Task instructions » Pull every line of text from the rows below and reproduce each one word for word, in order. Leave the pictures out.

--- Begin ---

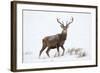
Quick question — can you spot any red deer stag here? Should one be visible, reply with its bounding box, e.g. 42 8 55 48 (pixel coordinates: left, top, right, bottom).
39 17 74 57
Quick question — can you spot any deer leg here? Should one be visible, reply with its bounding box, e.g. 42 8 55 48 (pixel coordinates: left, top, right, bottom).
57 47 60 56
61 46 65 56
46 48 50 57
39 45 46 57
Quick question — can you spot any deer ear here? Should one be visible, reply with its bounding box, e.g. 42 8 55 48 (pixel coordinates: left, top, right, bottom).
60 24 64 28
66 24 69 28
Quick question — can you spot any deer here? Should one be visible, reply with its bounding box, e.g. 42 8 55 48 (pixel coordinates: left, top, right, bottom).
39 17 74 57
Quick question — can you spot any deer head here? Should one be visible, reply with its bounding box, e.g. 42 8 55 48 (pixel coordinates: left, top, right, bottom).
57 17 74 33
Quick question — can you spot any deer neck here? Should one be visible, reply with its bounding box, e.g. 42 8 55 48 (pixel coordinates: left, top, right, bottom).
60 31 67 40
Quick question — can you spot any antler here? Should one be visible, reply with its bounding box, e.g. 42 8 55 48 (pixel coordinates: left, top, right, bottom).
66 17 74 26
57 18 64 25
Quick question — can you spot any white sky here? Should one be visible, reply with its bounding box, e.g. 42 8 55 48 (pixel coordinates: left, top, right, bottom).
23 10 92 60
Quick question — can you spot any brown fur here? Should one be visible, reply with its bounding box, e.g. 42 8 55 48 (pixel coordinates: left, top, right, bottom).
39 19 73 57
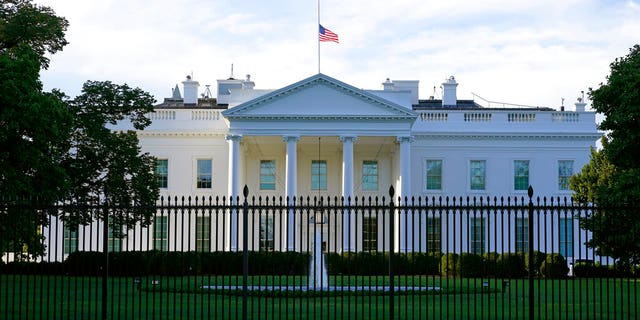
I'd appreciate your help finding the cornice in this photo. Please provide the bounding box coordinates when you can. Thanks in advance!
[138,131,227,137]
[413,132,602,141]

--- End ---

The answer »
Quick question — can you spot any red deer stag here? Should one be visible, reply with its bounding box, e.g. 42 8 55 48 (pixel coordinates: left, top, right, bottom).
39 17 74 57
Quick question — can you spot any deer leg here? Should one be visible, reply with its bounding box, e.g. 42 8 55 48 (pixel coordinates: left, top, right, bottom).
57 47 60 56
61 46 65 56
46 48 50 57
39 45 46 57
Quick question — can you spot any deer ear here? Should one be visible, reply with its bounding box, e.g. 42 8 55 48 (pixel coordinates: left, top, right, bottom).
60 24 64 28
66 24 69 28
Quick question — can you spot any deer here? Should one be visible, reply with its bounding box, e.g. 42 8 55 48 (pixel coordinates: left, top, right, bottom).
39 17 74 57
Quick question — can you spot any deer head here? Should one be visible, reply with its bounding box, e.g. 42 8 55 48 (pixel coordinates: left, top, right, bottom).
57 17 74 33
Quick question — can you spot any deer neck here? Should one be visible, reply with its bounding box, e.g. 42 8 55 48 (pixel coordinates: left, top, right, bottom).
60 31 67 40
Quick question — can you spot any antler here? Should one be visible, reply with its bounding box, e.g. 42 8 55 48 (pixel coordinates: left, top, right, bottom).
66 17 74 26
57 18 64 25
Quick question — can you spot any white sky here? Should one be visible, reply with its bounding box, e.g. 42 8 55 48 (pixel coordinates: left, top, right, bottom).
23 10 92 60
Quick question — can you spot any brown fur here? Should one be visible, reply with its bounding box, e.g. 42 8 55 48 (pixel coordinates: left, top, right, bottom).
39 19 73 57
I'd appreciate your help finding the cornice in this photo. Please provide the bounding box coordinates when you can. Thanks in advance!
[138,131,227,137]
[413,132,602,141]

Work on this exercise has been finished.